**Short problem**
Copy every line of the records below word for word, leaving out the pictures.

**Data for this exercise**
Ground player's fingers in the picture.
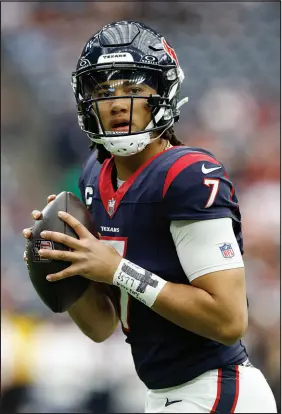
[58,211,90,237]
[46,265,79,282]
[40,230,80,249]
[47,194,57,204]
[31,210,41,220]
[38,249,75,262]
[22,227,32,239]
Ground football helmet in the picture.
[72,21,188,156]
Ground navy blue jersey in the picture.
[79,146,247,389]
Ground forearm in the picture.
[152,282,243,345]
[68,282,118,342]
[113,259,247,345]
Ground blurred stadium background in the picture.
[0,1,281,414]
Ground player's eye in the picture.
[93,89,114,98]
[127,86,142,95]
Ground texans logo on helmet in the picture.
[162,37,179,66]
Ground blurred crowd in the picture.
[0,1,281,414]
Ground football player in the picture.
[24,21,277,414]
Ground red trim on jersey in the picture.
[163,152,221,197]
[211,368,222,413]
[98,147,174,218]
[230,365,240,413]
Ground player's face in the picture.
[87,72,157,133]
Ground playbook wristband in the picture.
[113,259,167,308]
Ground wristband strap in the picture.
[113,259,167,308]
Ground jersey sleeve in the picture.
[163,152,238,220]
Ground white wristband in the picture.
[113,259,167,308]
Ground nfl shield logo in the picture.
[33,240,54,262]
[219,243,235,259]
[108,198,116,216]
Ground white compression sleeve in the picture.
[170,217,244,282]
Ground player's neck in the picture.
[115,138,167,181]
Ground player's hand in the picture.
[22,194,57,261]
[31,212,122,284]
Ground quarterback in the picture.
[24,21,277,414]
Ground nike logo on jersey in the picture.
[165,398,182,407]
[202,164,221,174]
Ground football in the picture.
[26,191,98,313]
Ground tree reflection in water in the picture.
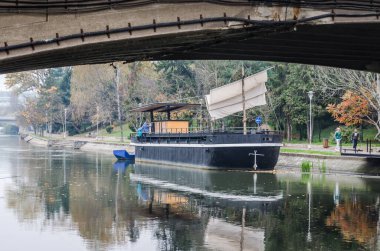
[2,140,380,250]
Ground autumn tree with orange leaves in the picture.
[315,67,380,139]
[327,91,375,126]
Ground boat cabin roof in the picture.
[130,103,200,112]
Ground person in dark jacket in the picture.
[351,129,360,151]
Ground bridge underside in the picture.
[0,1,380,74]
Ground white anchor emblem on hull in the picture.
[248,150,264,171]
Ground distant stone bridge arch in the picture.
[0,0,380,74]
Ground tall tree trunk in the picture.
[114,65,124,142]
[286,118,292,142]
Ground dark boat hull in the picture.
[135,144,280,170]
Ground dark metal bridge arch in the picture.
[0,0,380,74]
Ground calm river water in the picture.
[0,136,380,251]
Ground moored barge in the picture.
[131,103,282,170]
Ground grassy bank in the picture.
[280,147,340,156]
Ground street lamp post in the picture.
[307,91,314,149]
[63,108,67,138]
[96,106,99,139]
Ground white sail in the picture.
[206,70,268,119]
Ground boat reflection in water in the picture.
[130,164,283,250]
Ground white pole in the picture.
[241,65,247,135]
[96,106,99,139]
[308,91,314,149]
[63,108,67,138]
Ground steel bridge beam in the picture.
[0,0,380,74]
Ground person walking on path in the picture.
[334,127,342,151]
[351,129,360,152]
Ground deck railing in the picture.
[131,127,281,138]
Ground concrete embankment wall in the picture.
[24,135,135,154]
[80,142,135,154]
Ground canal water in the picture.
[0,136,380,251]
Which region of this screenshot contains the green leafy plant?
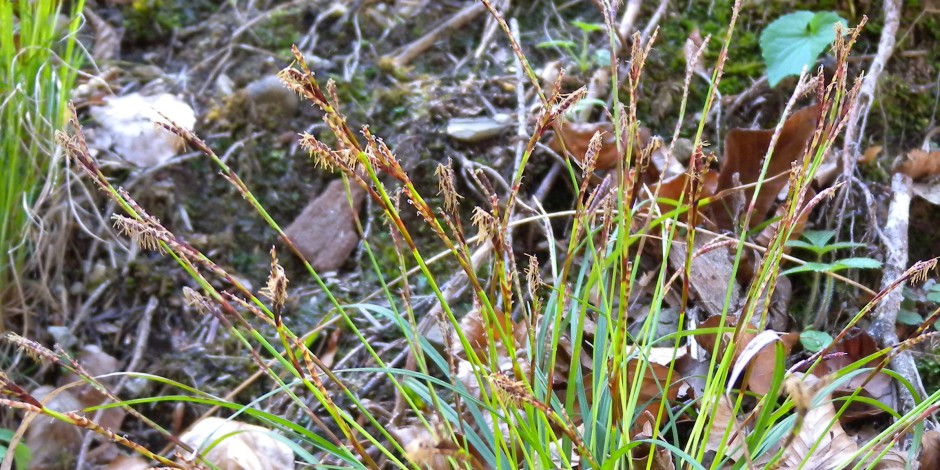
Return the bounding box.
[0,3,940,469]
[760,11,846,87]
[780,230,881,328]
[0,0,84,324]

**Exercise result**
Ground player's fingers in the picture.
[58,211,90,237]
[46,265,79,282]
[40,230,80,249]
[47,194,57,204]
[31,210,41,220]
[38,249,75,262]
[22,227,32,239]
Ground football helmet in the picture.
[72,21,188,156]
Ground navy blue jersey in the picture.
[79,146,247,389]
Ground forearm in the picture.
[152,282,243,345]
[68,282,118,342]
[113,259,247,345]
Ground blurred stadium background in the picture.
[0,1,281,414]
Ground player's eye in the picture.
[93,89,114,98]
[127,86,142,95]
Ground texans logo on helmet in the picture.
[162,37,179,66]
Ground blurred crowd in the picture.
[0,1,281,414]
Ground football player in the picture.
[24,21,277,414]
Ground red trim on jersey in the picture.
[163,152,221,197]
[211,368,222,413]
[98,147,174,218]
[230,365,240,413]
Ground player's face in the picture.
[87,72,157,133]
Ground playbook wristband in the picture.
[113,259,167,308]
Ground wristband strap in the picture.
[113,259,167,308]
Ground jersey sleeve in the picture.
[163,152,238,220]
Ground white wristband in the picture.
[113,259,167,308]
Ground nfl shield logo in the picture.
[33,240,54,262]
[219,243,235,259]
[108,198,116,216]
Ground white compression sleeve in the picture.
[170,217,244,282]
Ground player's neck in the picture.
[115,138,167,181]
Ground player's hand in the picture.
[22,194,57,261]
[31,212,122,284]
Ground quarterback in the picture.
[24,21,277,414]
Ground nike logo on jersey in the picture.
[165,398,182,407]
[202,164,221,174]
Ground football in the picture.
[26,191,98,313]
Ground tree reflection in water in the picture.
[2,140,380,250]
Ground autumn tree with orange leaves in the picture.
[315,67,380,139]
[327,91,375,126]
Ground boat cabin roof in the picture.
[130,103,200,112]
Ground person in dark jacket in the picture.
[351,129,360,151]
Ground bridge underside in the picture.
[0,1,380,74]
Ground white anchor emblem on hull in the picture.
[248,150,264,171]
Ground distant stone bridge arch in the picture.
[0,0,380,74]
Ground tall tree trunk in the picture.
[114,65,124,142]
[286,118,292,142]
Ground dark boat hull in the picture.
[135,144,280,170]
Ground dark metal bridge arch in the picture.
[0,0,380,74]
Ground calm river water in the picture.
[0,136,380,251]
Ground moored barge in the picture.
[131,103,282,170]
Ground grassy bank in the picture.
[280,147,340,156]
Ground street lamp post in the picture.
[307,91,314,149]
[63,108,67,138]
[96,106,99,139]
Ground white sail in the picture.
[206,70,268,119]
Ground boat reflection in water in the picture.
[130,164,283,250]
Ground white pole in the picture.
[241,65,247,135]
[96,106,99,139]
[308,91,314,149]
[63,108,67,138]
Ground steel bridge beam in the picture.
[0,0,380,74]
Ground person walking on path in the picture.
[334,127,342,151]
[351,129,360,152]
Ground deck railing in the picture.
[131,127,281,138]
Ground concrete embankment wall in the picture.
[24,135,135,154]
[80,142,135,154]
Ground canal water in the picture.
[0,136,380,251]
Which region of this screenshot contains the green leafy plant?
Return the bounding box.
[0,3,940,469]
[760,11,846,87]
[780,230,881,328]
[0,0,84,324]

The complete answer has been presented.